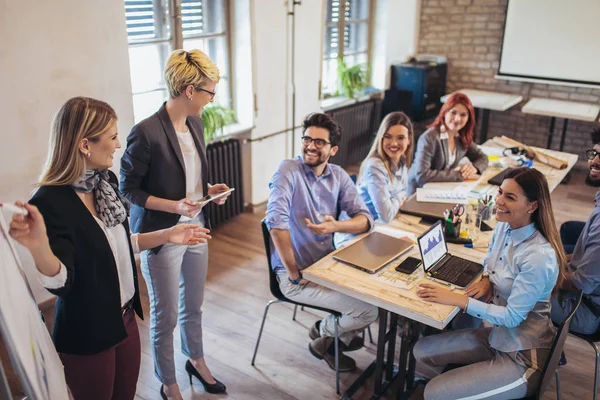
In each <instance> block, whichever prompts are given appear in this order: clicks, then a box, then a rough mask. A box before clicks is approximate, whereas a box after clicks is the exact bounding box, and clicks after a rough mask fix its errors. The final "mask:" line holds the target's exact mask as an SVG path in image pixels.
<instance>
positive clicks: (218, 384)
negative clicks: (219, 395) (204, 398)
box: [185, 360, 227, 394]
mask: <svg viewBox="0 0 600 400" xmlns="http://www.w3.org/2000/svg"><path fill="white" fill-rule="evenodd" d="M185 371H186V372H187V373H188V375H189V376H190V385H191V384H192V375H193V376H195V377H196V378H198V380H199V381H200V383H202V385H204V390H206V392H207V393H213V394H216V393H225V390H227V388H226V387H225V385H223V384H222V383H221V382H219V381H218V380H217V379H216V378H215V377H214V376H213V379H214V380H215V383H213V384H210V383H208V382H206V381H205V380H204V379H203V378H202V376H200V373H199V372H198V370H196V368H194V366H193V365H192V363H191V362H190V360H187V362H186V363H185Z"/></svg>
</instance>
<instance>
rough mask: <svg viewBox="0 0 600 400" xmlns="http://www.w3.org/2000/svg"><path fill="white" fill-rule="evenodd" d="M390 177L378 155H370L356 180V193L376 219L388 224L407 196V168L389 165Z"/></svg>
mask: <svg viewBox="0 0 600 400" xmlns="http://www.w3.org/2000/svg"><path fill="white" fill-rule="evenodd" d="M391 170H392V178H391V179H390V174H389V173H388V171H387V169H386V168H385V164H384V163H383V160H381V159H380V158H379V157H370V158H369V159H368V160H367V161H366V162H365V165H364V166H363V170H362V172H361V176H360V177H359V180H358V193H359V194H360V195H361V197H362V198H363V200H364V201H365V204H366V205H367V207H368V208H369V211H370V212H371V214H372V215H373V217H374V218H375V219H376V220H381V221H383V222H385V223H387V224H389V223H390V222H391V221H392V220H393V219H394V217H395V216H396V214H398V210H400V206H401V205H402V203H403V202H404V200H406V198H407V197H408V193H407V185H408V168H406V165H405V164H404V159H402V160H401V162H400V166H399V167H398V166H396V165H391Z"/></svg>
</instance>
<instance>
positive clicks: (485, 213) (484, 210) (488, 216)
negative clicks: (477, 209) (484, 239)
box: [477, 205, 492, 225]
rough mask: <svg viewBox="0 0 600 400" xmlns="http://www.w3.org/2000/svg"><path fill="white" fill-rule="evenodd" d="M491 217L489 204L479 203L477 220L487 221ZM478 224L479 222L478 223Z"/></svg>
mask: <svg viewBox="0 0 600 400" xmlns="http://www.w3.org/2000/svg"><path fill="white" fill-rule="evenodd" d="M491 218H492V209H491V207H490V206H483V205H480V206H479V209H478V210H477V219H478V220H479V221H489V220H490V219H491ZM478 225H480V224H478Z"/></svg>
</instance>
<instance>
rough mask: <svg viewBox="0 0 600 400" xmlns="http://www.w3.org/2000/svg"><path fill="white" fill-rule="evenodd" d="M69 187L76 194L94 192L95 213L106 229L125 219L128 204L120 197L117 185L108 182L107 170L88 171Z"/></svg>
mask: <svg viewBox="0 0 600 400" xmlns="http://www.w3.org/2000/svg"><path fill="white" fill-rule="evenodd" d="M71 186H72V187H73V189H75V191H77V192H83V193H89V192H91V191H94V199H95V200H96V201H95V202H94V203H95V204H96V212H97V213H98V217H100V220H101V221H102V222H104V225H106V226H107V227H109V228H112V227H113V226H117V225H119V224H122V223H123V221H125V218H127V214H128V211H129V202H128V201H127V199H125V198H124V197H123V196H121V193H120V192H119V188H118V187H117V185H116V184H114V183H111V182H110V181H109V177H108V170H104V171H98V170H96V169H88V170H86V171H85V175H83V176H82V177H80V178H79V179H78V180H76V181H75V183H73V184H72V185H71Z"/></svg>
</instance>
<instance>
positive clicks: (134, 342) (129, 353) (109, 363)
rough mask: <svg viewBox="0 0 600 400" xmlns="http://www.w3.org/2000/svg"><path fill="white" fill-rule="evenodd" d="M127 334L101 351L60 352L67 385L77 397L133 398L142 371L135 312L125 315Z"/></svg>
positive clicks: (73, 396) (139, 343)
mask: <svg viewBox="0 0 600 400" xmlns="http://www.w3.org/2000/svg"><path fill="white" fill-rule="evenodd" d="M123 322H124V323H125V329H126V330H127V338H126V339H125V340H123V341H122V342H120V343H118V344H117V345H115V346H114V347H112V348H110V349H108V350H105V351H103V352H101V353H98V354H93V355H90V356H79V355H74V354H64V353H60V354H59V355H60V359H61V360H62V363H63V365H64V367H65V377H66V380H67V385H68V386H69V389H70V390H71V393H72V394H73V398H74V399H75V400H132V399H133V398H134V397H135V390H136V386H137V379H138V375H139V372H140V361H141V346H140V334H139V331H138V327H137V323H136V321H135V312H133V310H129V311H128V312H127V313H126V314H125V316H124V317H123Z"/></svg>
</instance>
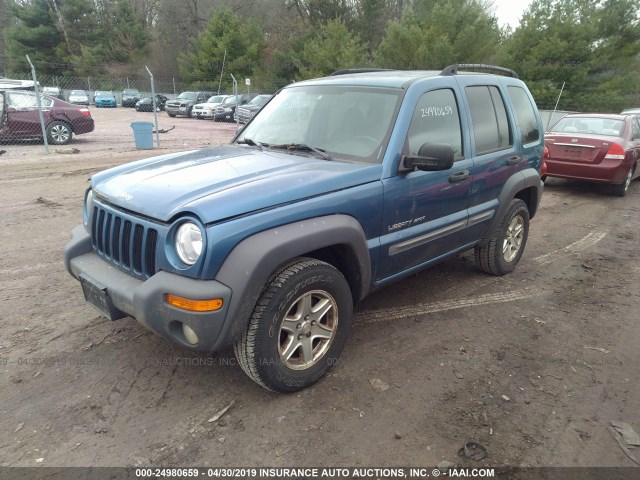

EXERCISE DETAILS:
Can you reproduce all of the entries above with every "rough mask" changed to "coarse mask", keeping everything else the same and leaving out the pictures?

TASK ANSWER:
In each <instance> block, whichever prompts are given appear in this order: clicks, then a box, then a coarse mask. A box before clicks is approximate, whereas a box after clicks is the exact bounding box, and clicks after a coarse mask fix its errors. The final "mask:" line holds the target's exact mask as an SVG path in image pixels.
<instance>
positive clicks: (218, 384)
negative clicks: (219, 395) (204, 398)
box: [185, 360, 227, 394]
mask: <svg viewBox="0 0 600 400" xmlns="http://www.w3.org/2000/svg"><path fill="white" fill-rule="evenodd" d="M185 371H186V372H187V373H188V375H189V376H190V385H191V384H192V375H193V376H195V377H196V378H198V380H199V381H200V383H202V385H204V390H206V392H207V393H213V394H216V393H225V390H227V388H226V387H225V385H223V384H222V383H221V382H219V381H218V380H217V379H216V378H215V377H214V376H213V379H214V380H215V383H213V384H210V383H208V382H206V381H205V380H204V379H203V378H202V376H200V373H199V372H198V370H196V368H194V366H193V365H192V363H191V362H190V360H187V362H186V363H185Z"/></svg>
</instance>
<instance>
coarse mask: <svg viewBox="0 0 600 400" xmlns="http://www.w3.org/2000/svg"><path fill="white" fill-rule="evenodd" d="M390 177L378 155H370L356 180V193L376 219L388 224L407 196V168L389 165Z"/></svg>
mask: <svg viewBox="0 0 600 400" xmlns="http://www.w3.org/2000/svg"><path fill="white" fill-rule="evenodd" d="M391 170H392V178H391V179H390V174H389V173H388V171H387V169H386V168H385V164H384V163H383V160H381V159H380V158H379V157H370V158H369V159H368V160H367V161H366V162H365V165H364V166H363V170H362V172H361V176H360V177H359V180H358V193H359V194H360V195H361V197H362V198H363V200H364V201H365V204H366V205H367V207H368V208H369V211H370V212H371V214H372V215H373V217H374V218H375V219H376V220H381V221H383V222H385V223H387V224H389V223H390V222H391V221H392V220H393V219H394V217H395V216H396V214H398V210H400V206H401V205H402V203H403V202H404V200H406V198H407V197H408V193H407V185H408V168H406V165H405V164H404V159H402V160H401V162H400V166H399V167H398V166H396V165H391Z"/></svg>
</instance>
<instance>
positive clicks: (485, 213) (484, 210) (488, 216)
negative clicks: (477, 209) (484, 239)
box: [477, 205, 492, 225]
coarse mask: <svg viewBox="0 0 600 400" xmlns="http://www.w3.org/2000/svg"><path fill="white" fill-rule="evenodd" d="M491 217L489 204L479 203L477 220L487 221ZM478 224L479 222L478 223Z"/></svg>
mask: <svg viewBox="0 0 600 400" xmlns="http://www.w3.org/2000/svg"><path fill="white" fill-rule="evenodd" d="M491 218H492V209H491V207H490V206H483V205H480V206H479V209H478V210H477V219H478V220H479V221H489V220H490V219H491ZM478 225H480V224H478Z"/></svg>
</instance>
<instance>
coarse mask: <svg viewBox="0 0 600 400" xmlns="http://www.w3.org/2000/svg"><path fill="white" fill-rule="evenodd" d="M69 187L76 194L94 192L95 213L106 229L125 219L128 204L120 197L117 185L108 182L107 170L88 171Z"/></svg>
mask: <svg viewBox="0 0 600 400" xmlns="http://www.w3.org/2000/svg"><path fill="white" fill-rule="evenodd" d="M71 186H72V187H73V189H75V191H77V192H83V193H89V192H91V191H94V199H95V200H96V201H95V202H94V203H95V204H96V212H97V213H98V217H100V220H101V221H102V222H104V225H106V226H107V227H109V228H112V227H113V226H117V225H119V224H122V223H123V221H125V218H127V214H128V211H129V202H128V201H127V199H125V198H124V197H123V196H121V193H120V192H119V188H118V187H117V185H116V184H114V183H111V182H110V181H109V177H108V170H104V171H98V170H96V169H88V170H86V171H85V175H83V176H82V177H80V178H79V179H78V180H76V181H75V183H73V184H72V185H71Z"/></svg>
</instance>
<instance>
positive clicks: (134, 342) (129, 353) (109, 363)
coarse mask: <svg viewBox="0 0 600 400" xmlns="http://www.w3.org/2000/svg"><path fill="white" fill-rule="evenodd" d="M127 334L101 351L60 352L67 385L77 397L133 398L142 371L135 312L125 315Z"/></svg>
positive clicks: (73, 396) (139, 343)
mask: <svg viewBox="0 0 600 400" xmlns="http://www.w3.org/2000/svg"><path fill="white" fill-rule="evenodd" d="M123 322H124V323H125V329H126V330H127V338H126V339H125V340H123V341H122V342H120V343H118V344H117V345H115V346H114V347H112V348H110V349H108V350H105V351H103V352H101V353H98V354H93V355H90V356H79V355H74V354H64V353H60V354H59V355H60V359H61V360H62V363H63V365H64V367H65V377H66V380H67V385H68V386H69V389H70V390H71V393H72V394H73V398H74V399H75V400H132V399H133V398H134V397H135V390H136V386H137V379H138V375H139V372H140V361H141V346H140V334H139V331H138V327H137V323H136V321H135V312H133V310H129V311H128V312H127V313H126V314H125V316H124V317H123Z"/></svg>
</instance>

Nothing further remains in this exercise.